[Stored records]
.....

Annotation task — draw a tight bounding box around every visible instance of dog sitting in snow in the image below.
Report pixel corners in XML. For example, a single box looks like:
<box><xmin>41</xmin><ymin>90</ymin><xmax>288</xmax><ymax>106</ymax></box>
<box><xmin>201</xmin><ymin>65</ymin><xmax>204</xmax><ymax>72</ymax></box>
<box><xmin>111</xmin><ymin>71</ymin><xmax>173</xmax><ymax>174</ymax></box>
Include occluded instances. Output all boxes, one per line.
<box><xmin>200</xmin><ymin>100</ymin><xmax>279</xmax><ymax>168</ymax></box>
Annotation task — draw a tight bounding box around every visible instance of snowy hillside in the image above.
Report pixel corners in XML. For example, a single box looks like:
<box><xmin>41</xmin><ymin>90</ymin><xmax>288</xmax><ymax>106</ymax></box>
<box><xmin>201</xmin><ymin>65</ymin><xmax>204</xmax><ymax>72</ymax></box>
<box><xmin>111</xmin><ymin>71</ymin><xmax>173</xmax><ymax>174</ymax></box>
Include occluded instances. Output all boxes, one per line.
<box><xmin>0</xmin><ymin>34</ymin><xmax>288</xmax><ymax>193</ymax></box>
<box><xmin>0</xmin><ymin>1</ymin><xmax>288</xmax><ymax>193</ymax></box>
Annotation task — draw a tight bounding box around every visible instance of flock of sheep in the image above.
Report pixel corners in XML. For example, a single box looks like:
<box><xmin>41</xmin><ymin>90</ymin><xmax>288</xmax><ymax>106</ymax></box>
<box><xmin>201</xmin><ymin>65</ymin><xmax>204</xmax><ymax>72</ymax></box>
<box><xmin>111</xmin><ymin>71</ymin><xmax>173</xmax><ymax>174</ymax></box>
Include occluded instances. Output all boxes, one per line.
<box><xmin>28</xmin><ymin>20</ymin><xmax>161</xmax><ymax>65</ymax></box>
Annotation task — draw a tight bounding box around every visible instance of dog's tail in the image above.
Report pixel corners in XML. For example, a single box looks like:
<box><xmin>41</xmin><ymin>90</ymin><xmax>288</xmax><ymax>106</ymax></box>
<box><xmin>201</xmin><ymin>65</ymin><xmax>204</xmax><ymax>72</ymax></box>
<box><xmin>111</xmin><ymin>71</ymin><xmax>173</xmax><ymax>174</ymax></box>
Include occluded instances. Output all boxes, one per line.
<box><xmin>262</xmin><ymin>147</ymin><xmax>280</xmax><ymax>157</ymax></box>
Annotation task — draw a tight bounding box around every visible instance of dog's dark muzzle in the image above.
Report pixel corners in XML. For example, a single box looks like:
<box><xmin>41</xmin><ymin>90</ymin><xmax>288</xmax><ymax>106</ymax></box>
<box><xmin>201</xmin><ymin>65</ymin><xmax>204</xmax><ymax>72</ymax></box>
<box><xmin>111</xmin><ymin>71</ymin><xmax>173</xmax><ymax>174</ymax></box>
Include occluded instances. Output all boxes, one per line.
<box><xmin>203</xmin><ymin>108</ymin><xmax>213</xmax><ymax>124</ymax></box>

.....

- STATED EXERCISE
Rewrite every row above, substituting "rectangle" for each occurrence of "bounding box" and leaving all other text unchanged.

- COMPLETE RESPONSE
Annotation task — draw a tight rectangle around every visible instance of dog sitting in snow in the image below.
Report pixel corners in XML. For example, a single box looks like:
<box><xmin>41</xmin><ymin>90</ymin><xmax>288</xmax><ymax>106</ymax></box>
<box><xmin>201</xmin><ymin>65</ymin><xmax>204</xmax><ymax>72</ymax></box>
<box><xmin>111</xmin><ymin>71</ymin><xmax>173</xmax><ymax>174</ymax></box>
Include occluded instances. Output all boxes, one per line.
<box><xmin>200</xmin><ymin>100</ymin><xmax>279</xmax><ymax>168</ymax></box>
Annotation task — draw a tight rectangle around every visible instance of snowy hillside in the image above.
Report pixel corners in XML. For example, a single box looks like:
<box><xmin>41</xmin><ymin>90</ymin><xmax>288</xmax><ymax>106</ymax></box>
<box><xmin>201</xmin><ymin>65</ymin><xmax>204</xmax><ymax>72</ymax></box>
<box><xmin>111</xmin><ymin>71</ymin><xmax>173</xmax><ymax>174</ymax></box>
Include occluded instances. Output all boxes, one per line.
<box><xmin>0</xmin><ymin>34</ymin><xmax>288</xmax><ymax>193</ymax></box>
<box><xmin>0</xmin><ymin>1</ymin><xmax>288</xmax><ymax>193</ymax></box>
Annotation task — draw a tight rectangle around every visible instance of flock of sheep in the image above.
Report pixel corners in XML. For example, a single box looks like:
<box><xmin>41</xmin><ymin>90</ymin><xmax>288</xmax><ymax>106</ymax></box>
<box><xmin>201</xmin><ymin>65</ymin><xmax>204</xmax><ymax>72</ymax></box>
<box><xmin>111</xmin><ymin>71</ymin><xmax>173</xmax><ymax>174</ymax></box>
Include occluded instances. Output all boxes, one per line.
<box><xmin>28</xmin><ymin>20</ymin><xmax>161</xmax><ymax>65</ymax></box>
Annotation task — draw a tight rectangle around every visible instance of dog's tail in the image above.
Report pixel corners in XML. For example, a single box looks like:
<box><xmin>41</xmin><ymin>90</ymin><xmax>288</xmax><ymax>106</ymax></box>
<box><xmin>201</xmin><ymin>65</ymin><xmax>204</xmax><ymax>72</ymax></box>
<box><xmin>111</xmin><ymin>71</ymin><xmax>173</xmax><ymax>174</ymax></box>
Include occluded instances. Output all boxes, one per line.
<box><xmin>262</xmin><ymin>147</ymin><xmax>280</xmax><ymax>157</ymax></box>
Annotation task — draw a tight rectangle around every visible instance of dog's dark muzzle in the image above.
Report pixel corners in XML. For example, a single box looks like:
<box><xmin>41</xmin><ymin>90</ymin><xmax>288</xmax><ymax>106</ymax></box>
<box><xmin>201</xmin><ymin>65</ymin><xmax>204</xmax><ymax>72</ymax></box>
<box><xmin>111</xmin><ymin>71</ymin><xmax>173</xmax><ymax>174</ymax></box>
Include occluded instances. Output all boxes, one per line.
<box><xmin>203</xmin><ymin>108</ymin><xmax>213</xmax><ymax>124</ymax></box>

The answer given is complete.